### Testo da analizzare
“Zigomi nepalesi e occhi cinesi sotto le lenti scure”, Antonello Venditti si racconta a tutto tondo nella sua casa appena fuori Roma. Cena e champagne, aneddoti a pioggia e sigarette una dopo l’altra, poi giù in studio ad ascoltare in anteprima la sua cover di And so it goes di Billy Joel. Divertente, focoso, generoso, incontenibile: uno splendido padrone di casa, con alle porte sei date nei palazzetti a dicembre (la prima a Firenze il 6). Esce oggi per Rizzoli “Fuori fuoco”, pieno di foto pazzesche e racconti preziosi. Un libro letteralmente irrinunciabile. Le chiacchierate con Antonello richiederebbero dieci pagine del Fatto; sul cartaceo ne abbiamo usate due, e qui trovate la versione integrale (e dunque torrenziale).
Perché un libro fotografico?
Perché ogni foto racconta una storia. Solo che è una storia falsa. La fotografia è un grande inganno. Guardando le mie foto, sembro un bambino felice. Paiono felici perfino i miei genitori. Non era così.
Mio padre ha un buco in gola, cantavi nel ’73.
Mio padre era il sole, sempre pieno di energia per superare gli ostacoli. Mia madre era la luna, una grecista timorata di Dio. Ed io ero l’eclissi, introspettivo. Accanto a due personalità fortissime, la mia poteva emergere solo attraverso il conflitto.
Dentro il libro ci sono tanti amici e colleghi. Per esempio Ivan Graziani.
Un fratello. Era bravissimo. Gli ho prodotto I lupi, ma Ivan non era tipo da disco. Non riusciva a fermarsi: era un chitarrista di strada che viveva per i concerti. E poi amava la provincia: prima di Zocca e Correggio, nel rock italiano c’è stata la sua Novafeltria. Questo forse lo ha limitato nella fama e nella carriera, ma Ivan non poteva andare contro la sua natura. Mi manca molto.
Rino Gaetano.
Un nervo scoperto e una ferita non rimarginabile. Rino era fragilissimo ed era quello che più di tutti noi andava tutelato. Non andava fatto sbandare. E invece l’incontro con un discografico gli ha fatto bene dal punto di vista musicale, ma è stato devastante sulla sua vita. Rino aveva una sorta di complesso di inferiorità nei confronti miei e di Francesco (De Gregori, NdA). E non aveva proprio senso, perché era bravissimo e gli volevamo bene.
Volevi aiutarlo di più? Hai rimpianti?

### Cosa farai
(a) Nell'intervista ad Antonello Venditti, riscrivi il passo da "Perché un libro" fino a "esempio Ivan Graziani." compreso, scambiando "grecista" con "latinista".
(b) Secondo l'intervista ad Antonello Venditti, quante date nei palazzetti sono in programma a dicembre e dove si tiene la prima?
(c) Prolunga l'intervista ad Antonello Venditti, riprendendo dopo l'ultima frase riportata.

### Estratti dei dati
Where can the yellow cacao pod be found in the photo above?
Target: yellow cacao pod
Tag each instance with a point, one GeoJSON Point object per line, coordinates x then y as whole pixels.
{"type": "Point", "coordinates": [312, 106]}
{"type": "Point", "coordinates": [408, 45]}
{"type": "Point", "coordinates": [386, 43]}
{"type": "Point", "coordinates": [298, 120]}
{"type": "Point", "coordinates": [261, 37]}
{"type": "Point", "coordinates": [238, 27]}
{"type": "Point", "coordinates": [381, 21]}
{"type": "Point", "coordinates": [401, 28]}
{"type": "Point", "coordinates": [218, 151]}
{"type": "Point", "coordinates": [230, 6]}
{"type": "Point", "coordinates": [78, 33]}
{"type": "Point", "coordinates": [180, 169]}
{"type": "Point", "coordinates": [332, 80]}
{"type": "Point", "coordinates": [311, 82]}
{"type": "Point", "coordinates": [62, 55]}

### Risposte scritte
(a)
Perché un libro fotografico?
Perché ogni foto racconta una storia. Solo che è una storia falsa. La fotografia è un grande inganno. Guardando le mie foto, sembro un bambino felice. Paiono felici perfino i miei genitori. Non era così.
Mio padre ha un buco in gola, cantavi nel ’73.
Mio padre era il sole, sempre pieno di energia per superare gli ostacoli. Mia madre era la luna, una latinista timorata di Dio. Ed io ero l’eclissi, introspettivo. Accanto a due personalità fortissime, la mia poteva emergere solo attraverso il conflitto.
Dentro il libro ci sono tanti amici e colleghi. Per esempio Ivan Graziani.

(b) Sei date, la prima a Firenze il 6 dicembre.

(c)
Tanti, ma temo che quando il destino deve compiersi tu non puoi fare proprio un cazzo. Nel suo ultimo periodo non riuscivo più a capirlo, con Mogol non c’entrava nulla da un punto di vista artistico. E il troppo successo a Sanremo ha acuito le sue insicurezze. Rino esorcizzava le sue angosce con l’ironia. Era un bravo ragazzo pieno di ferite. Non farmi aggiungere altro, non voglio riaprire polemiche.
Come scopristi la sua morte?
Mi chiamò mio padre al mattino: “E’ morto Mino Reitano, l’ho sentito alla radio”. Gli dissi: “Mino? Sei sicuro?”. No: era Rino. All’obitorio c’ero anch’io quando riconoscemmo il cadavere. Stava dentro una sacca nera, neanche fosse spazzatura. Fu terribile (si commuove, NdA). Come lo fu il funerale, in quella chiesa del cazzo mezza gotica che mi ha sempre messo inquietudine. Oltretutto nella mia vita sentivo da tempo che c’era una morte nell’aria.
Cioè?
Nei Settanta mi sono accaduti fatti strani. Per esempio con “quel gran genio del mio amico”, il meccanico citato da Battisti: ero in studio con lui e di notte cominciarono ad accadere cose inspiegabili. Oggetti che si muovevano da soli, roba così. Scappai terrorizzato e andai da Graziani e sua moglie Anna a Milano. Praticamente dormii in mezzo a loro due, poveretti. E posso garantirti che non prendevo droghe o ero ubriaco. Sempre bevuto poco.
Altri episodi misteriosi?
Da un’amica sensitiva di Rino. Prima comparve una sorta di ectoplasma che era uguale al fidanzato morto della padrona di casa. Poi, verso le 9:15 di mattina, mi trovai non so come con Rino in Via Nomentana. Guidavo io. Vidi una stradina laterale e, senza motivi apparenti, gli dissi: “Mi raccomando, quando arrivi a questo punto prendi sempre questa traversa”. Era il punto esatto dell’incidente che gli sarebbe costato la vita nell’81, e se avesse preso quella traversa non sarebbe morto.
Rino torna sempre nei tuoi ricordi.
Un’altra volta la sua amica, sempre quella sensitiva, mi disse che sarebbe accaduta una tragedia subito dopo la nascita del figlio di un mio amico della Bilancia. Pensavo parlasse della mia morte. Poi un mio amico della Bilancia divenne padre, e di lì a poco morì Rino.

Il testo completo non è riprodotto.